Directions:
(a) From the parenting post, print the stretch from "But, then something" through "SEEING INSIDE OF YOU." with every word and mark unchanged.
(b) Answer these questions from the parenting post:
(i) What do some parents require their children to get as soon as they can?
(ii) What song is T.I. best known for, according to the post?
(iii) In the imagined OB/GYN visit, what is the patient staring up at?

Look guys... Based on what I've seen on the Internet, parenting isn't easy. You are taking a tiny human life, a sweet little baby, and raising them from the ground up. You need to teach them right from wrong, show them responsibility and respect, and make the impossible decision of choosing between essential oils and vaccinations. (Kidding...)
There are a million and ten opinions when parenting, and it is hard to get everyone to agree on anything. Some bottle feed, some breast feed. Some put their children in public school, some put them in private school. Some pay for their interests throughout high school, and some require them to get jobs as soon as they can. It is hard to categorize parenting decisions as wrong because there are just so many factors.
But, then something happened. T.I., a rapper best known for his song "Whatever You Like" said in a podcast interview that he, um, how do I put this lightly? GOES WITH HIS DAUGHTER TO THE GYNECOLOGIST ON A YEARLY BASIS SO THEY DOCTOR CAN CHECK IF HER HYMEN IS INTACT.
I am struggling to write content beyond that sentence. What can one even say? Vagina-havers, please take a moment to think about the last time you were at your annual at the OB/GYN. You are undressed from the waist down, feet in stirrups, staring up at ceiling tiles and making awkward small talk with the physician who is about to be wrist deep inside of you. Now, IMAGINE YOUR FATHER SITTING THERE IN THE ROOM WITH YOU, ASKING THE DOCTOR FOR A REPORT ON WHAT HE IS SEEING INSIDE OF YOU.

Supplied records:
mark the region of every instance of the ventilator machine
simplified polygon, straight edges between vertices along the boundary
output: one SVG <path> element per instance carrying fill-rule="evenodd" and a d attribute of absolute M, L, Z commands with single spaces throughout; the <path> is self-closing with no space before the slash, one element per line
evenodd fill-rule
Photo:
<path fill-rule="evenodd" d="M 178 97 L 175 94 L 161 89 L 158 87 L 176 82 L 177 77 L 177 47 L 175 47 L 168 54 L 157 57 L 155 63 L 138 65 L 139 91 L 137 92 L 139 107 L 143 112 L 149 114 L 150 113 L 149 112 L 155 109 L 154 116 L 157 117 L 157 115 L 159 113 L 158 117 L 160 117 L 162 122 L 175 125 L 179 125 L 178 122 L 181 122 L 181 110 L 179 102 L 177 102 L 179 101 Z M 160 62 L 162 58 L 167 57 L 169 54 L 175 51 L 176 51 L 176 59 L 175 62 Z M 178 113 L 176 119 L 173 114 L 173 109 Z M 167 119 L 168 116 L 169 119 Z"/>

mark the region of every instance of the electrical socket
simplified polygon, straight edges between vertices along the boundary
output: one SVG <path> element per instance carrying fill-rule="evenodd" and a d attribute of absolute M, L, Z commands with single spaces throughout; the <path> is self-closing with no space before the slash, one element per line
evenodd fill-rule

Answers provided:
(a)
But, then something happened. T.I., a rapper best known for his song "Whatever You Like" said in a podcast interview that he, um, how do I put this lightly? GOES WITH HIS DAUGHTER TO THE GYNECOLOGIST ON A YEARLY BASIS SO THEY DOCTOR CAN CHECK IF HER HYMEN IS INTACT.
I am struggling to write content beyond that sentence. What can one even say? Vagina-havers, please take a moment to think about the last time you were at your annual at the OB/GYN. You are undressed from the waist down, feet in stirrups, staring up at ceiling tiles and making awkward small talk with the physician who is about to be wrist deep inside of you. Now, IMAGINE YOUR FATHER SITTING THERE IN THE ROOM WITH YOU, ASKING THE DOCTOR FOR A REPORT ON WHAT HE IS SEEING INSIDE OF YOU.

(b)
(i) Jobs
(ii) "Whatever You Like"
(iii) Ceiling tiles